**Problem description**
Send back all the data below, exactly as given.

**Recorded data**
* * * * * * *
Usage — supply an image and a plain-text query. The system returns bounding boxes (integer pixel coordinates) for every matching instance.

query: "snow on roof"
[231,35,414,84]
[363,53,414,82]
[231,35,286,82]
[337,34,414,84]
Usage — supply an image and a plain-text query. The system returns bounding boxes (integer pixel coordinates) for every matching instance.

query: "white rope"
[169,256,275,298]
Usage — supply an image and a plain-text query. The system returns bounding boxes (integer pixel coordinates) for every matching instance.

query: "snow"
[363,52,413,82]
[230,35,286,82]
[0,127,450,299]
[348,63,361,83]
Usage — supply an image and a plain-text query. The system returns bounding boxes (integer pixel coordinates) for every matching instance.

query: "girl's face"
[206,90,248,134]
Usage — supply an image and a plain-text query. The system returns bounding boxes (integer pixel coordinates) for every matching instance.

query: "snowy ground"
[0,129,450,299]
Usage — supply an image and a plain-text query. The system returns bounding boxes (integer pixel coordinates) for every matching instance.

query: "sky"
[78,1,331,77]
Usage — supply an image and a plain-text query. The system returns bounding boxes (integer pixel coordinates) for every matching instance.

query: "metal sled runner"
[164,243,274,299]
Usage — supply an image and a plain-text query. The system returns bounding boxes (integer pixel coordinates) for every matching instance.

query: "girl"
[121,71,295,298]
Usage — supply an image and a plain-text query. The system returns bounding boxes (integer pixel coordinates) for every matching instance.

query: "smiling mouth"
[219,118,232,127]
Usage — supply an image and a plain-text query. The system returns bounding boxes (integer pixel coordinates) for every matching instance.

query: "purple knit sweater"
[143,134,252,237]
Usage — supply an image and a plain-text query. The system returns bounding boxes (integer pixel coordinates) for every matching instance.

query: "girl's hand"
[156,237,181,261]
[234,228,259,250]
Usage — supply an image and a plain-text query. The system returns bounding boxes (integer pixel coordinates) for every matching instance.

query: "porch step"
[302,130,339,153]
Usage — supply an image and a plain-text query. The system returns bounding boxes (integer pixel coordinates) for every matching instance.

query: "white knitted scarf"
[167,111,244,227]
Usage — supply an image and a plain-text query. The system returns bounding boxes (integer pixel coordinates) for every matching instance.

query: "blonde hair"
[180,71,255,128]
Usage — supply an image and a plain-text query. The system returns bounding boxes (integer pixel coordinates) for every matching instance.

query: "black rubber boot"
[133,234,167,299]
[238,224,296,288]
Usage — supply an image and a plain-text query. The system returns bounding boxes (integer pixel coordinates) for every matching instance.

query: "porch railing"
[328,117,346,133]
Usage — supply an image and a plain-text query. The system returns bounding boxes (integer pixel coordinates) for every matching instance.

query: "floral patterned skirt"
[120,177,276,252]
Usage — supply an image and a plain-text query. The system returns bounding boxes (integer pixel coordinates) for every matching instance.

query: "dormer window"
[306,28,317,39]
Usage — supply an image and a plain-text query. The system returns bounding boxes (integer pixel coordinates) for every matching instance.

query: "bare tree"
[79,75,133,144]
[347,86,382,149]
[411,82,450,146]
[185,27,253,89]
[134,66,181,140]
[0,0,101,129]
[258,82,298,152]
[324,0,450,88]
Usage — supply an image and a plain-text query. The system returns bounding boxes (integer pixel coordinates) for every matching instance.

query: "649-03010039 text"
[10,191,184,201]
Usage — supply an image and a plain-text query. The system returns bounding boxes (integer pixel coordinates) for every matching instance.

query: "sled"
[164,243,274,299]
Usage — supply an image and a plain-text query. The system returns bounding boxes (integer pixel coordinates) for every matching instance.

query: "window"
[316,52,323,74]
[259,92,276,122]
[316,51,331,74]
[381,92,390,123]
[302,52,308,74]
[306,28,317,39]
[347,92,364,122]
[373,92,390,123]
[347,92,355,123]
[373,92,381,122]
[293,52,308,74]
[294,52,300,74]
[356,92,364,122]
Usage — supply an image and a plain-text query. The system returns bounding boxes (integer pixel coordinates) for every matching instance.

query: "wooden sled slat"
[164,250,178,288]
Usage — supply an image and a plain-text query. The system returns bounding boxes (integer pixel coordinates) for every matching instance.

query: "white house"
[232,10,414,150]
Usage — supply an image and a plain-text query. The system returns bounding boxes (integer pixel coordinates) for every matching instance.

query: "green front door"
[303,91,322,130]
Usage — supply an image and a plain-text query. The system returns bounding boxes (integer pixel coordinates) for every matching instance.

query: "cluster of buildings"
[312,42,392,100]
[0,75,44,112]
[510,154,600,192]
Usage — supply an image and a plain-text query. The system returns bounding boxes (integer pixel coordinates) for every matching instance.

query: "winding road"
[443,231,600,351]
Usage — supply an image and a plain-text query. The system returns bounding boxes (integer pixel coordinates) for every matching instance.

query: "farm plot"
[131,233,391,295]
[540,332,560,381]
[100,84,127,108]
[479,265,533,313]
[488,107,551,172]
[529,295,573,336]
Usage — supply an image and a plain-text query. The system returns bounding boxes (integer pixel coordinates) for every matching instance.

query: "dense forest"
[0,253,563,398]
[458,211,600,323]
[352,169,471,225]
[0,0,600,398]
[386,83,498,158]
* * * * * * *
**Answer to the exercise**
Usage — supply an image and a plain-text query. The system returns bounding boxes (integer pixel coordinates) for every matching instance.

query: "snow on roof"
[231,35,414,84]
[363,53,414,82]
[231,35,286,82]
[337,34,414,84]
Usage — supply an image and a plain-text query. The system returns bounding boxes (integer pixel coordinates) for every matching instance.

query: "white rope"
[169,256,275,298]
Usage — supply an image and a plain-text query. The system returns bounding boxes (integer pixel coordinates) for every matching instance.

query: "snow"
[363,52,413,82]
[230,35,286,82]
[0,127,450,299]
[348,63,361,83]
Usage — supply an image and a plain-text query. The system returns bounding boxes (integer pixel coordinates) for every matching instance.

query: "girl's face"
[206,90,248,134]
Usage — supply an image and a plain-text query. The system returns bounding boxes (integer pixel coordinates) for every matching instance.

query: "snowy ground"
[0,129,450,299]
Usage — supply an image and a plain-text query. The system returns bounding boxes (integer pixel coordinates) for every matching instance.

query: "sky"
[78,1,331,77]
Usage — supply an image and a plain-text query. The system returns bounding boxes (integer pixel coordinates) for every matching instance.

query: "metal sled runner"
[164,243,274,299]
Usage — supply an image and a plain-text query. The system returns bounding boxes (integer pixel coordinates) for every matching instance.

query: "girl"
[121,71,295,298]
Usage — supply an image and a plain-text query. The system returns bounding boxes (integer pixel coordinates) for every matching instance.

query: "smiling mouth"
[219,118,232,127]
Usage — supply an image and a plain-text query. The system returns bounding boxes (integer pixel coordinates) for every matching instance.

query: "purple knit sweater"
[143,134,252,237]
Usage — supply an image and a plain-text query. The system returns bounding boxes (integer pixel coordinates) for every matching instance.

query: "girl's hand"
[156,237,181,261]
[234,228,259,250]
Usage — supply an image and a plain-text query. The system returns bounding boxes (integer pixel coordinates) for every matching instance.

query: "porch step"
[302,130,339,153]
Usage — supply an image and a plain-text query. The system returns bounding boxes (integer pixel coordinates) for every matching instance.

query: "white knitted scarf"
[167,111,244,227]
Usage — supply an image and a plain-text query. The system returns bounding boxes (integer pixel coordinates) for every matching instance.

query: "blonde hair"
[180,71,255,128]
Usage — supply an image and a plain-text query. The system returns bounding boxes (integer pixel coordinates) for every matching instance.

query: "black rubber boot"
[133,234,167,299]
[238,224,296,288]
Usage — supply an image and a plain-text query. The system returns bounding boxes (integer pixel coordinates) for every matching instance.

query: "porch railing"
[328,117,346,133]
Usage — supply an image and a plain-text query. The system returns bounding boxes (integer pixel coordinates) for every matching instance.

query: "floral patterned skirt"
[120,177,276,252]
Usage — supply an image and a plain-text query. The system returns bounding boxes (integer pixel coordinates) for every matching instance.

query: "dormer window"
[306,28,317,39]
Usage — supply an image and a plain-text query. The system returns bounding boxes (integer pixel coordinates) for every matching instance.

query: "bare tree"
[79,75,133,144]
[347,86,382,149]
[411,82,450,146]
[185,27,253,89]
[134,66,181,140]
[0,0,101,129]
[258,82,298,152]
[324,0,450,88]
Usage — supply an image and a plain-text query. The system returns bounding boxes (integer pixel coordinates) for every matching instance.

query: "649-03010039 text"
[10,191,184,201]
Usage — supply an image and a plain-text query. The system returns bounding boxes (integer pixel coordinates) for every matching instance.

query: "sled"
[164,243,274,299]
Usage — supply an image and a plain-text query. The system returns bounding boxes (integer pixel coordinates) for every matching instance.

query: "window"
[316,52,323,74]
[259,92,276,122]
[316,51,331,74]
[381,92,390,123]
[302,52,308,74]
[306,28,317,39]
[347,92,364,122]
[373,92,390,123]
[347,92,355,123]
[373,92,381,122]
[293,52,308,74]
[294,52,300,74]
[356,92,364,122]
Usage — supply an image and a plain-text query. The system returns bounding boxes (integer pixel coordinates) for every matching instance.

query: "wooden sled slat"
[164,250,178,288]
Usage — supply an image and a plain-text query. The system returns bounding boxes (integer pixel coordinates) for every matching instance.

query: "white house"
[232,10,414,150]
Usage — supply an image and a plain-text query. The system returns bounding boxes (integer pixel coordinates) for every matching instance.

query: "green front door"
[303,91,322,130]
Usage — supply an image and a plain-text query. The system returns bounding boxes (integer pixel coordinates) for every matching instance.

query: "cluster of buildings"
[312,42,392,100]
[0,75,44,112]
[510,154,600,192]
Usage — supply an image and a plain-text query. The system returns bounding boxes (integer pixel coordinates) for every matching instance.

query: "winding road"
[443,231,600,351]
Usage — supply an image and a plain-text query. The system returns bounding boxes (integer pixel coordinates) for every matching instance.

query: "farm plot"
[131,233,391,295]
[540,332,560,381]
[100,84,127,108]
[479,265,533,313]
[488,107,551,172]
[529,295,573,336]
Usage — supply an image and a plain-text query. The system returns bounding boxes (integer pixel coordinates) for every matching instance.

query: "dense forest"
[0,253,563,398]
[458,211,600,323]
[352,169,471,225]
[0,0,600,398]
[386,83,498,158]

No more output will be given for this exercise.